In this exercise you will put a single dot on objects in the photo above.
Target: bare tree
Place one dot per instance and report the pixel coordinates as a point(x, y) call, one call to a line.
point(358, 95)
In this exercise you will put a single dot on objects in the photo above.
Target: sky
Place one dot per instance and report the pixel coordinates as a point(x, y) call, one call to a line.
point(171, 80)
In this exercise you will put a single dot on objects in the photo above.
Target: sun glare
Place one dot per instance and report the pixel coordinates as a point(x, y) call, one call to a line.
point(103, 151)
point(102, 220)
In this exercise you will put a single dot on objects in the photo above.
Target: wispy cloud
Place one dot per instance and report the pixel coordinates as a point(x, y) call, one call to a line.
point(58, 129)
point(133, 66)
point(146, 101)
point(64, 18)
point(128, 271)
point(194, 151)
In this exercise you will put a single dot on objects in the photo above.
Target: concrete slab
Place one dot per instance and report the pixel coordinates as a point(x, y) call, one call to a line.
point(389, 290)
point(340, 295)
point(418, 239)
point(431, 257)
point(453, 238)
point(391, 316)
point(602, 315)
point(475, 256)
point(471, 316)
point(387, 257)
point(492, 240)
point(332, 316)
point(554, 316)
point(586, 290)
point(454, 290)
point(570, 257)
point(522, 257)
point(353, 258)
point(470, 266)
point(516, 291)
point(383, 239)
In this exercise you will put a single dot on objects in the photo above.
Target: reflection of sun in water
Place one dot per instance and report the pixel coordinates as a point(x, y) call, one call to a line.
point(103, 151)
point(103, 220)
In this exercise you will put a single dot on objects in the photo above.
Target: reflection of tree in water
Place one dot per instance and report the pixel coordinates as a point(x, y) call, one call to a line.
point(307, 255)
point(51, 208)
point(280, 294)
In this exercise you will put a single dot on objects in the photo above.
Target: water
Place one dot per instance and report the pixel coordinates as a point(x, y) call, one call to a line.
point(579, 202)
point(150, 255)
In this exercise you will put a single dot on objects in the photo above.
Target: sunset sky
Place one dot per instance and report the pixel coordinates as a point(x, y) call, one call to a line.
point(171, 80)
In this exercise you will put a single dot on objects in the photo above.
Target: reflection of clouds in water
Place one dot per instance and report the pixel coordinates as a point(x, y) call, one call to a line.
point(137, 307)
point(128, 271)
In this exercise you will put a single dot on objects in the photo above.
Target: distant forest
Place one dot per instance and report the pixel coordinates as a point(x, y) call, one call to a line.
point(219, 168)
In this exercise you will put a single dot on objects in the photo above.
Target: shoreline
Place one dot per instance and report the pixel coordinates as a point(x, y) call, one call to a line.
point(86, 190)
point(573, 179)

_____

**Required task:** Using the data above, reproduce every line exactly.

**In response:**
In this exercise you will put a single dot on objects in the photo above.
Target: bare tree
Place one dot per instance and report the pixel coordinates as a point(x, y) call, one call to a line.
point(358, 95)
In this exercise you will put a single dot on objects in the photo above.
Target: sky
Place one dot per instance and report the pixel coordinates as a point(x, y) call, one call to a line.
point(171, 80)
In this exercise you will put a single dot on objects in the photo above.
Target: sun glare
Place one dot per instance and report the pixel coordinates as a point(x, y) call, one call to a line.
point(103, 151)
point(102, 220)
In this exercise you will put a single dot on objects in the photo above.
Target: wispy cloud
Place one dot per instance and report the pixel coordinates as a point(x, y) call, one call to a line.
point(58, 129)
point(133, 66)
point(146, 101)
point(64, 18)
point(128, 271)
point(194, 151)
In this exercise you will put a single dot on objects in the photo above.
Target: concrete slab
Place one dot per instance and report the pixel coordinates as a point(x, y) call, one call to a line.
point(389, 290)
point(340, 295)
point(418, 239)
point(431, 257)
point(453, 238)
point(391, 316)
point(602, 315)
point(475, 256)
point(471, 316)
point(387, 257)
point(492, 240)
point(332, 316)
point(554, 316)
point(586, 290)
point(454, 290)
point(570, 257)
point(522, 257)
point(353, 258)
point(470, 266)
point(516, 291)
point(383, 239)
In this exercise you will put a single dot on objects in the photo above.
Target: reflection of sun in water
Place one dot per instance and report the pixel coordinates as a point(x, y) call, one call to a line.
point(103, 151)
point(103, 220)
In this exercise you will put a single dot on objects in the photo above.
Target: reflection of tree in water
Place one dot per instance and report the pixel coordinates as a point(x, y) call, one call to a line.
point(307, 255)
point(51, 208)
point(280, 294)
In this exercise you will put a single dot on objects in the photo above.
Target: water
Place one dot per instance and report the pixel coordinates as a point(x, y) call, one call to a line.
point(579, 202)
point(150, 255)
In this exercise you will put a single dot on objects in the photo above.
Target: sunset sky
Place one dot per instance and report the pixel coordinates as a point(x, y) call, one call to a line.
point(171, 80)
In this exercise you will put a single dot on objects in the photo above.
Target: reflection of clouds in water
Place one dot per instance and report the pixel coordinates as a point(x, y) call, one call to a line.
point(137, 307)
point(128, 271)
In this exercise you will put a single dot on objects in the photo above.
Target: distant forest
Place one dot per instance and report the pixel coordinates as a point(x, y) call, one call to a line.
point(219, 168)
In this exercise you will put a single dot on objects in the photo above.
Target: shoreline
Place one dot per instance and report the pixel coordinates as a point(x, y) call, one call to a line.
point(86, 190)
point(573, 179)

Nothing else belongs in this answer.